──────── DOCUMENT

Have an idea about how to make the world a better place, but not sure where to start? Welcome to GetUp's Campaigns by Me Support.
By starting a petition on Campaigns by Me, you’re taking the first step in your campaign. A petition allows you to gather a list of supporters and show support for an issue. But in most cases, you’ll need to build a campaign around your petition in order to win change.
A campaign is made up of multiple steps and tactics that engage your supporters to put pressure on your decision maker. It begins with starting a petition, then progresses to include more actions like organising a stunt, writing Letters to the Editor, wrangling the media, and meeting with your decision maker — to name just a few.
The tips provided on this page come from more than 15 years experience running and winning GetUp campaigns, as well as supporting community campaigns like yours.
Below you’ll be taken step-by-step through the process of running a campaign: from writing a compelling petition, to putting pressure on your decision maker, through to winning your campaign. All of which can be organised through your Campaigns by Me account.
1. Start your petition
You’re passionate about an issue, which is great! But before you create your petition, you need to think strategically about the goal of your petition and the decision maker to target.
What are you hoping to achieve? Your goal should be clear, concrete, and winnable. Instead of campaigning to “Stop climate change”, choose a more specific, solution-oriented goal such as more local investment in renewable energy or stopping the opening of a new coal mine.
Who has the most power to create change on your issue? Your decision maker is the person with the ultimate power to create change on your issue and could be anyone from your local MP through to a company CEO. Be as specific as you can when naming a decision maker. This will help hold the right person to account and make it harder for them to shift responsibility onto others.
This is the first thing people will read so make sure it’s clear, short (under 7 words), and sums up your campaign. Great petition titles are solution-focused and start with a verb, e.g. “Ban logging koala habitats in Port Macquarie” or “Don’t shut down Bexley swimming pool”. They also include the place name if relevant.
Whom are you petitioning?
This is where you enter the specific decision maker who you researched and identified in the Think about your decision maker section above. Make sure you include their full title along with their name, e.g. “NSW Minister for Health, Brad Hazzard”.
What do you want them to do?
This is where you explain what you’re calling on the decision maker to do. It’s a clear and snappy explanation of the problem and what you’re calling on the decision maker to do (often this repeats your petition title). Try to keep this short at 1-2 paragraphs.
Why is this important?

────────────────
──────── GIVEN INFORMATION

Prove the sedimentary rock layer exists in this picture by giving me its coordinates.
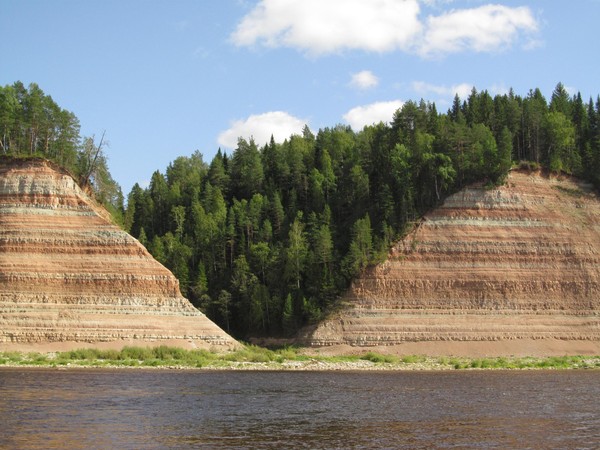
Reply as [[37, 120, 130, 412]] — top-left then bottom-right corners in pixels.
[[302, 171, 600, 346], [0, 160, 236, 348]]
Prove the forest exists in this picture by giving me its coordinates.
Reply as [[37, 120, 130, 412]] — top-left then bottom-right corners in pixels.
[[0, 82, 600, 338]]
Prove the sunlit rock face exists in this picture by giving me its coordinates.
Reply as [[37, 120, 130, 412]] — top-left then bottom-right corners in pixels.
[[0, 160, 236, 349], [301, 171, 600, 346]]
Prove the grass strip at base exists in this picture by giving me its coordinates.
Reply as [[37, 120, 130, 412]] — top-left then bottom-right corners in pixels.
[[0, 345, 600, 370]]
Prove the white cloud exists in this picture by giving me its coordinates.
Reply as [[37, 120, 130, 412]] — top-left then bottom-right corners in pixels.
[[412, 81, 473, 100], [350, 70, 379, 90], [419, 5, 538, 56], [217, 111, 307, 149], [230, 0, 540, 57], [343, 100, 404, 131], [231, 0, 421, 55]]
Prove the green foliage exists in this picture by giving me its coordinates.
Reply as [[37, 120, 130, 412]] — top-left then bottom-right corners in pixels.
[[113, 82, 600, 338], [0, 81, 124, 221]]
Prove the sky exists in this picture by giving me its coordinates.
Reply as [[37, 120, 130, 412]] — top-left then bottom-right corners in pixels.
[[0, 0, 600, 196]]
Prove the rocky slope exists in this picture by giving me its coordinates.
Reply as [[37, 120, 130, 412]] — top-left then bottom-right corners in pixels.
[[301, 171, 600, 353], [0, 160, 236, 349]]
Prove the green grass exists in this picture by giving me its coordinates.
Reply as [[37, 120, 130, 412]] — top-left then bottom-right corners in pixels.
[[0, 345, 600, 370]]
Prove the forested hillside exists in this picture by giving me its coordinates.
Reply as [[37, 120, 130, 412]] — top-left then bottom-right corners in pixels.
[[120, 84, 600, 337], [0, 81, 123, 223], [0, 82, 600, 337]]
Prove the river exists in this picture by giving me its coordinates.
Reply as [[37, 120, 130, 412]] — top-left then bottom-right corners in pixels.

────────────────

» **PROBLEMS TO WORK ON**
#1 Repeat the campaign guide word for word from "The tips provided" to "maker to target.".
#2 Answer these from the campaign guide:
(a) How many years of experience do the tips come from?
(b) A petition title should be under how many words?
(c) How long should the explanation of what you want the decision maker to do be?
Rely only on the campaign guide above.

» **TASK-BY-TASK RESULTS**
#1
The tips provided on this page come from more than 15 years experience running and winning GetUp campaigns, as well as supporting community campaigns like yours.
Below you’ll be taken step-by-step through the process of running a campaign: from writing a compelling petition, to putting pressure on your decision maker, through to winning your campaign. All of which can be organised through your Campaigns by Me account.
1. Start your petition
You’re passionate about an issue, which is great! But before you create your petition, you need to think strategically about the goal of your petition and the decision maker to target.

#2
(a) More than 15 years.
(b) Under 7 words.
(c) 1-2 paragraphs.